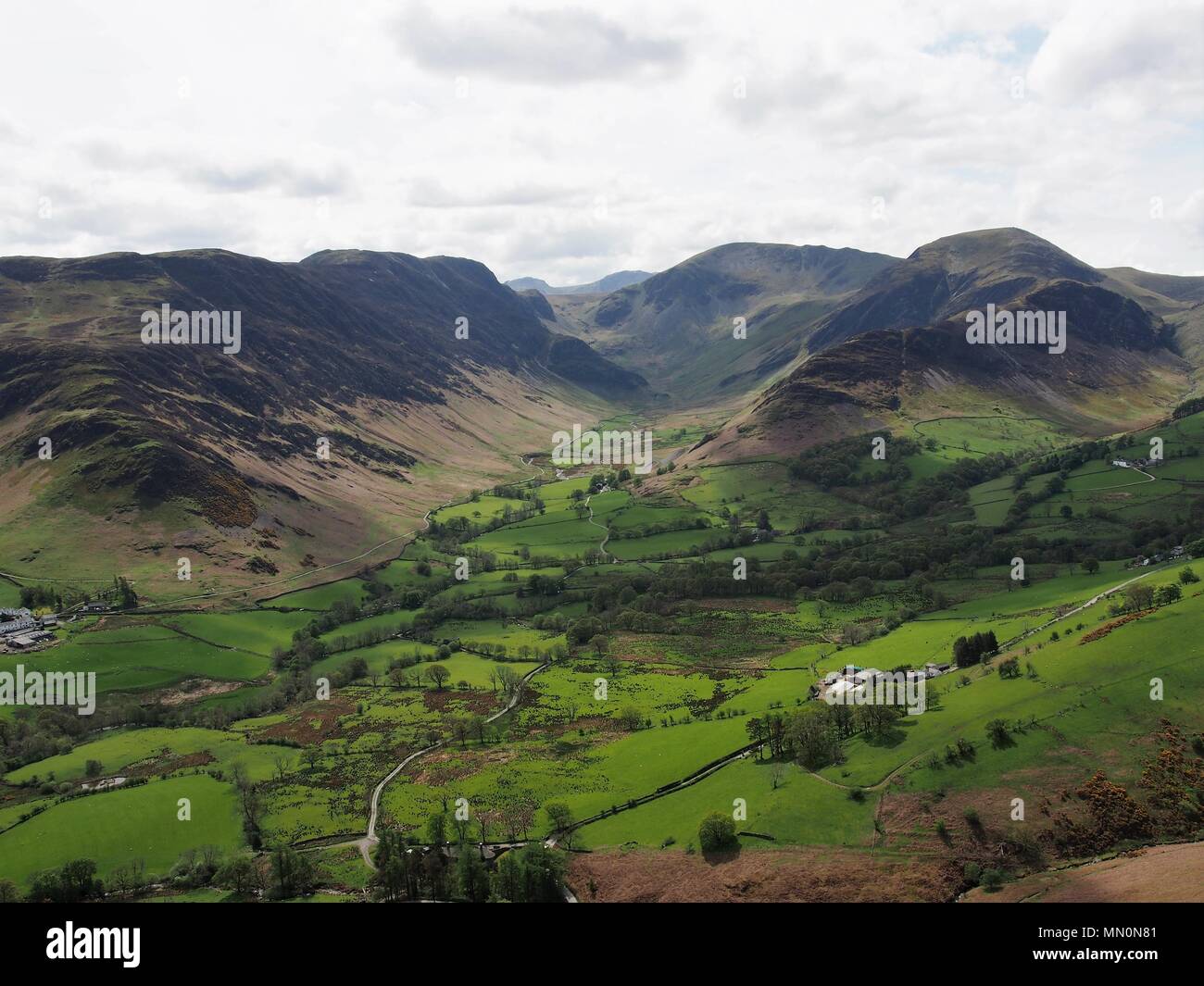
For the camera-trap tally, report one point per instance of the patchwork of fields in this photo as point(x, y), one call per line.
point(646, 688)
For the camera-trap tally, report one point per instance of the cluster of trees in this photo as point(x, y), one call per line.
point(813, 733)
point(410, 872)
point(970, 650)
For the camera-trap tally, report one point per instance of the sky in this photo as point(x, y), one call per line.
point(569, 141)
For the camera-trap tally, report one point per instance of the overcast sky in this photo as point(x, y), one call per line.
point(566, 143)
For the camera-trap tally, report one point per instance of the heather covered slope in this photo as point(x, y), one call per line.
point(1119, 371)
point(169, 442)
point(895, 352)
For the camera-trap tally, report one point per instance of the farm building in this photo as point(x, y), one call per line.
point(19, 626)
point(23, 641)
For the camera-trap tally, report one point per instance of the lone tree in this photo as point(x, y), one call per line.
point(717, 830)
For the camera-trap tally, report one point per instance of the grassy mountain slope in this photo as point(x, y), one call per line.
point(164, 448)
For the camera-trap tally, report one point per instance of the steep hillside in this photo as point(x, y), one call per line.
point(677, 328)
point(189, 445)
point(1118, 372)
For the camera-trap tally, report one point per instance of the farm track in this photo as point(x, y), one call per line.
point(370, 840)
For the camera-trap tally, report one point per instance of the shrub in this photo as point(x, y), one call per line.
point(715, 832)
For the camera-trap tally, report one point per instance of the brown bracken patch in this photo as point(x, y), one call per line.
point(806, 874)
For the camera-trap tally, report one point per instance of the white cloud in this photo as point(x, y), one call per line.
point(548, 140)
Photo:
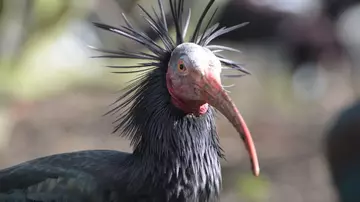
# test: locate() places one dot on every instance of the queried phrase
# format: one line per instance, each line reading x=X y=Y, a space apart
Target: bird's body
x=167 y=113
x=189 y=171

**Activity**: Since the pictures don't belong in the copy, copy only the rest of the entries above exactly.

**Exercise result**:
For the camera-trap tally, report one point per instance of the patchwork of fields in this photo as point(x, y), one call per line.
point(646, 688)
For the camera-trap tally, report one point per instance of the cluster of trees in this photo as point(x, y), one call per line.
point(813, 733)
point(410, 872)
point(970, 650)
For the camera-trap tally, report one point per instance of the sky in this photo as point(x, y), one call per line.
point(569, 141)
For the camera-trap tally, report one point per instance of the overcast sky in this photo as point(x, y), one call per line.
point(566, 143)
For the camera-trap tally, report one point per instance of the heather covered slope in this photo as point(x, y), one call per line.
point(1119, 371)
point(169, 442)
point(895, 352)
For the camera-trap tally, report one point per instance of the farm building in this photo as point(x, y), one call per line.
point(19, 626)
point(23, 641)
For the camera-trap tally, report one point per instance of the lone tree in this photo as point(x, y), one call per line.
point(717, 830)
For the camera-trap tally, report one point per instance of the grassy mountain slope in this photo as point(x, y), one call per line.
point(164, 448)
For the camera-trap tally, report one point per instance of the steep hillside in this photo as point(x, y), one call per line.
point(677, 328)
point(189, 445)
point(1118, 372)
For the camera-trap tally, report one point per instance of the farm track in this photo as point(x, y), one call per line.
point(370, 840)
For the camera-trap tally, report one point per instance of the shrub in this photo as point(x, y), one call per line.
point(715, 832)
For the camera-trap tally, report one point per instance of the brown bracken patch in this photo as point(x, y), one call per line.
point(806, 874)
For the camera-trap tally, report one point per instance of the white cloud in this photo as point(x, y), one call per line.
point(548, 140)
Photo:
# test: locate() places one dot on every instance of the queried phrase
# format: one line per instance, each line reading x=X y=Y, a space apart
Target: bird's body
x=167 y=113
x=189 y=171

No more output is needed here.